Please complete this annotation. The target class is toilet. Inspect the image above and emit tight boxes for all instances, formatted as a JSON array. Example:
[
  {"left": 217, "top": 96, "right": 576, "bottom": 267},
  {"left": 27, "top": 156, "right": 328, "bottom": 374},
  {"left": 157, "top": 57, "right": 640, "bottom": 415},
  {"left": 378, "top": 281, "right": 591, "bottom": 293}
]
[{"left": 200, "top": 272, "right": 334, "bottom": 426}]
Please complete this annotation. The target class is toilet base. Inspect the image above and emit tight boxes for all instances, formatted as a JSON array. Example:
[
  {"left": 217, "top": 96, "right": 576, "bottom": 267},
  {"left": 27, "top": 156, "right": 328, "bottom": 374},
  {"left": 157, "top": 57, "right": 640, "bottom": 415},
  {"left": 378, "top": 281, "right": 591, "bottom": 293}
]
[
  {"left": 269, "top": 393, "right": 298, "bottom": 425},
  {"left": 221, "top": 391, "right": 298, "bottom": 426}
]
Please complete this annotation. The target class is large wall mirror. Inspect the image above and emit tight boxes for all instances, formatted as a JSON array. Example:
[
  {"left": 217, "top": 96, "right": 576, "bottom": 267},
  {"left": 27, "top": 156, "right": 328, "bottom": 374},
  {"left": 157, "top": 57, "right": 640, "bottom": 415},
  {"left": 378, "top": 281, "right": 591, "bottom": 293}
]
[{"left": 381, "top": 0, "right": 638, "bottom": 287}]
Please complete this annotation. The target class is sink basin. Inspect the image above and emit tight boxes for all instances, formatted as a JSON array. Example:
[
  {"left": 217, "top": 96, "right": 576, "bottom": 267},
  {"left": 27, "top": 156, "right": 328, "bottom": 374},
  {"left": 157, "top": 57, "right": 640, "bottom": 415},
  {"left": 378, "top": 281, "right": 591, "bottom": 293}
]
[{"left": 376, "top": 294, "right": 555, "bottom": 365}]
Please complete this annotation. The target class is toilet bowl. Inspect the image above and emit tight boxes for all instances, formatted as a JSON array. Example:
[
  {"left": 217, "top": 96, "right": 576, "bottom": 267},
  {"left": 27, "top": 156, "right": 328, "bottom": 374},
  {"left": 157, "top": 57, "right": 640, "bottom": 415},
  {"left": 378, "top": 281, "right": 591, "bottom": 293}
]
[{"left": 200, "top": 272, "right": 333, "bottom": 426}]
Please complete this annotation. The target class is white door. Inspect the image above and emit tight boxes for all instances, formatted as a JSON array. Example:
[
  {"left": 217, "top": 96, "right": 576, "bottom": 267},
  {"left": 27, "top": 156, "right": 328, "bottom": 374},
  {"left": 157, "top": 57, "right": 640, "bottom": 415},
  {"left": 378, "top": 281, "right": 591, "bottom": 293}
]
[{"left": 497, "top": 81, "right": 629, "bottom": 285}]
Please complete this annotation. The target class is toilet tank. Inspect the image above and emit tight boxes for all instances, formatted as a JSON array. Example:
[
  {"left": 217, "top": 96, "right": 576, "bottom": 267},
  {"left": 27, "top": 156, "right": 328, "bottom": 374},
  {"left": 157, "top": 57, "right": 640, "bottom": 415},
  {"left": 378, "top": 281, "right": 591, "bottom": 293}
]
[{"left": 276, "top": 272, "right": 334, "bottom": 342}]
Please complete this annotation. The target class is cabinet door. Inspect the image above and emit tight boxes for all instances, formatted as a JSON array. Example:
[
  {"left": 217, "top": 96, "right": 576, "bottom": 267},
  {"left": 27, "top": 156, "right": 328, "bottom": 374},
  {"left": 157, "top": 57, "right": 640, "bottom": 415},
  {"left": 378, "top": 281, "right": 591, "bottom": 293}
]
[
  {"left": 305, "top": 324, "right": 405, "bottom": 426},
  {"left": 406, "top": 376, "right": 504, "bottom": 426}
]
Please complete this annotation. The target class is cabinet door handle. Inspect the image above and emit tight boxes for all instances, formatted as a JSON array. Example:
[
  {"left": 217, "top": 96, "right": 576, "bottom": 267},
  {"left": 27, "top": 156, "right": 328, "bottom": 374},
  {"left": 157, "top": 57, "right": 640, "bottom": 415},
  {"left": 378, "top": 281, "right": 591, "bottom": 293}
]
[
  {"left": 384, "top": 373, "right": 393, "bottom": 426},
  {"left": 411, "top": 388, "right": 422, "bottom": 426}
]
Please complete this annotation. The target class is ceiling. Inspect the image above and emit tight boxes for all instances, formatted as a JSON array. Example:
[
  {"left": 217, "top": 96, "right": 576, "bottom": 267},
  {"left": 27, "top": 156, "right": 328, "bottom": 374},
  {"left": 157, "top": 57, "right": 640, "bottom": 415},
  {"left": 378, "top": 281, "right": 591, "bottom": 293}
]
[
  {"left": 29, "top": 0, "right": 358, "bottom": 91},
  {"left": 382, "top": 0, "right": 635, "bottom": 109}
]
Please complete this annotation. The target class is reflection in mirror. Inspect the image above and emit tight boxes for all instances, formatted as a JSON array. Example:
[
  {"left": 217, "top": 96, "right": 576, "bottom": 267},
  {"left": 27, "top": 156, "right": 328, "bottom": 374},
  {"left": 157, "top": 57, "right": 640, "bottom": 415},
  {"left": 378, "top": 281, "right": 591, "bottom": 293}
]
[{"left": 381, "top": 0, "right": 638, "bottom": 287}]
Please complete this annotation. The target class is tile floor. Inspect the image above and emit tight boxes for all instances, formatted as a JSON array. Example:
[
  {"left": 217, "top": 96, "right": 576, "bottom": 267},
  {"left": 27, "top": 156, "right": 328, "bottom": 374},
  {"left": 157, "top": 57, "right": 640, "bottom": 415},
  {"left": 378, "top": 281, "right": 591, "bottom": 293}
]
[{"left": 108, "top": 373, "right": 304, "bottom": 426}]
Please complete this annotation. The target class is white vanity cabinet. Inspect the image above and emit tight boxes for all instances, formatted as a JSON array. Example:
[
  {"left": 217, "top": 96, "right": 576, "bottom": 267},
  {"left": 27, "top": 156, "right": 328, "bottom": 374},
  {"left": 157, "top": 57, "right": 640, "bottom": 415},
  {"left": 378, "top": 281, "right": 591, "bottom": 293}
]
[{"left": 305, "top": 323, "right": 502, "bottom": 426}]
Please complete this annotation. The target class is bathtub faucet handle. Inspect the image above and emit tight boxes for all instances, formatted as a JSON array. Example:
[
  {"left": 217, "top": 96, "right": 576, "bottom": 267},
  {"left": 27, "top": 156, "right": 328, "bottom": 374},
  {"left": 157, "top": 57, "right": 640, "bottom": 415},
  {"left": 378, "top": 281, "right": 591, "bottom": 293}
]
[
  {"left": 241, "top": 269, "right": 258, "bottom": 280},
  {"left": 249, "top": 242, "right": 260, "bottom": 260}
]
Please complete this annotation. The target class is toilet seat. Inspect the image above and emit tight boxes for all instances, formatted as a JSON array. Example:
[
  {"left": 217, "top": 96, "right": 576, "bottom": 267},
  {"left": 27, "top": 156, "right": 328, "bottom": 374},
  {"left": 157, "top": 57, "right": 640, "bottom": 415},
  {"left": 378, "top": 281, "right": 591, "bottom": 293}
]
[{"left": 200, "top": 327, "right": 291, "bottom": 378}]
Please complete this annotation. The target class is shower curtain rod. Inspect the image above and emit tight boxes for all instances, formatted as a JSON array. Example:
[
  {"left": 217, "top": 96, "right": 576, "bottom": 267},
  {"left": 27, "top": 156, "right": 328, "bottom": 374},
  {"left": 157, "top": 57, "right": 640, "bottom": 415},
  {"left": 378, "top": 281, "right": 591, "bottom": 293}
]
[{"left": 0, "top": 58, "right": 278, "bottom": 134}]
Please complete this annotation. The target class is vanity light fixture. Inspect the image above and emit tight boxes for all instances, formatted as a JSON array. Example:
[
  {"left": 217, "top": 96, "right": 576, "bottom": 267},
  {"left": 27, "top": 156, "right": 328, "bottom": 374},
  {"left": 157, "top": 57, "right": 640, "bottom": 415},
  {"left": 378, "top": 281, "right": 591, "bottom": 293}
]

*Job:* Find every line in the records that contains the word "white" and copy each one out in full. Match the case.

*Exercise output:*
Please complete this annotation. The target class is white door. Inspect the image above and emit tight boxes for all instances, formatted as a JSON array. Example:
Please complete this annotation. The target class is white vanity cabinet. Inspect the image above and emit tight boxes for all instances, formatted as a JSON array. Example:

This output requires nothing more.